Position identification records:
[start]

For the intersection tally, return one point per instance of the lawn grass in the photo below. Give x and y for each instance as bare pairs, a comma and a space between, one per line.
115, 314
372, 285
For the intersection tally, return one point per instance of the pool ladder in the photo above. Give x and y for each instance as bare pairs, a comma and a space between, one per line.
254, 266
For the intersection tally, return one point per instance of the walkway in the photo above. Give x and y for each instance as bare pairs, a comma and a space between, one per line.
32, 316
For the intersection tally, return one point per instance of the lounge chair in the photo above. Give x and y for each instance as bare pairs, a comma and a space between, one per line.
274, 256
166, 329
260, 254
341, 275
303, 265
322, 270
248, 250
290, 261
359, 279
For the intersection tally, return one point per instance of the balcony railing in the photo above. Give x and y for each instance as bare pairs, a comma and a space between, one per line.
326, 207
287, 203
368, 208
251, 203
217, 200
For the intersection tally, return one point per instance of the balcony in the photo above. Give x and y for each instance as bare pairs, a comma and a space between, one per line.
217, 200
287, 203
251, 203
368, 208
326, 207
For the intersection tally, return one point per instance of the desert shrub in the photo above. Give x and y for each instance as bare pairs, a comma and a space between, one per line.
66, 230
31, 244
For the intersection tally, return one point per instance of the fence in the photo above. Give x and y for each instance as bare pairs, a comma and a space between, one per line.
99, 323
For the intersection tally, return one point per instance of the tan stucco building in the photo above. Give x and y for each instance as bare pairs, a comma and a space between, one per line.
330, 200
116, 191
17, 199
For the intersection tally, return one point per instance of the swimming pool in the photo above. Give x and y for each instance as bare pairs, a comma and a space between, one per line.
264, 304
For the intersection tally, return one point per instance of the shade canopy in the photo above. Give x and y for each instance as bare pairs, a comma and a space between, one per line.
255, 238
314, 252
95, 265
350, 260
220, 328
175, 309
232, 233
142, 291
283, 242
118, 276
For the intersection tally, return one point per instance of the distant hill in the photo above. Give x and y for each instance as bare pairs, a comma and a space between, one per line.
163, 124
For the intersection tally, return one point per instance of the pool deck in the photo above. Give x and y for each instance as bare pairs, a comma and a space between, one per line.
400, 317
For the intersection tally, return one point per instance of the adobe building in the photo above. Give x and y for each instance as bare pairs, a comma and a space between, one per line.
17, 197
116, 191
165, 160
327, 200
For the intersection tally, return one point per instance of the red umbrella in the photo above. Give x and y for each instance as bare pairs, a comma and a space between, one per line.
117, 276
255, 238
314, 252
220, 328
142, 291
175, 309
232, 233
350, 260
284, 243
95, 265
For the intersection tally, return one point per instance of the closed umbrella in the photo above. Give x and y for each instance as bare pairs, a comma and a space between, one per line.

[end]

Give back each line above precisely as it stands.

For the intersection tally, return one point per instance of the lawn grass in the photo below. Give x and y for each instance as bare pairs, a comma and a space between, one per line.
115, 314
372, 285
For the intersection tally, return one point per instance of the pool ladder in the photo above. Give x and y for each instance as bare pairs, a comma and a space between, one per line.
254, 266
For the intersection tally, return one point per instance of the walkway in the photo above. Give x and y for each instance as bare pairs, a comma and a space between, one per line.
32, 316
For the intersection tally, return one point per instance of the lounge chair in the photo above. Give x and y for each instance as bare pairs, a comma and a space between, one per line.
274, 256
166, 329
260, 254
341, 275
303, 265
322, 270
248, 250
290, 261
359, 279
For the intersection tally, return one point per instance of the balcony railing in the photo above. Give x and y for each instance as bare pairs, a comma and a space between, one per line.
326, 207
287, 203
368, 208
251, 203
217, 200
For the intersection tally, return one point per instance of the balcony in the photo above. Give x and y for each instance as bare pairs, a comma and a space between, one per line.
217, 200
287, 203
251, 203
368, 208
326, 207
For the intersection tally, return one point per instance of the desert shrub in the photo above. Give x and y for each instance as bare pairs, a comma and a space between, one per line.
66, 230
31, 244
For the intersection tally, return one point per instance of the fence in the photo above. Give x and y for each instance as bare pairs, a comma and a space between, one per line.
99, 323
For the intersection tally, return one point per instance of the tan stucco building in the photo above. Give x and y for each instance as bare pairs, a comma and a space between, one per line.
330, 200
116, 191
17, 199
For the intersection tally, return one point per instance of the swimming pool in the photo above. Give x and y for each instance as bare pairs, a comma and a space between, one per line.
264, 304
For the intersection tally, return one point per instance of the shade canopy in the photo above. Give x and y for each instance as bare pairs, a comma and a space between, one per line.
255, 238
314, 252
95, 265
350, 260
220, 328
175, 309
232, 233
142, 291
283, 242
118, 276
For the intersection tally, return one point per instance of the distant hill in the photo above. Give x and y for each instance as bare pairs, a comma and a space between, one per line.
163, 124
For the intersection tally, return one point per instance of the pool deck in the photo above. Give x and y for each instance as bare pairs, a comma and a space between, one per line.
400, 317
For the intersection tally, return one point per instance of the adobe building in the photo above. Give x and y for each instance as bare pairs, a comma and a space between, one per line.
17, 197
116, 191
165, 160
327, 200
For the intersection tally, return one point per instance of the red umbrella in the photo above. Give x and y for each instance as bare pairs, a comma and a space between, one per line.
117, 276
255, 238
314, 252
220, 328
142, 291
175, 309
232, 233
350, 260
284, 243
95, 265
For the intersection tally, return one point per instance of the closed umbrella in the photo above. Give x and y for each instance as bare pairs, a comma and a space between, one per line.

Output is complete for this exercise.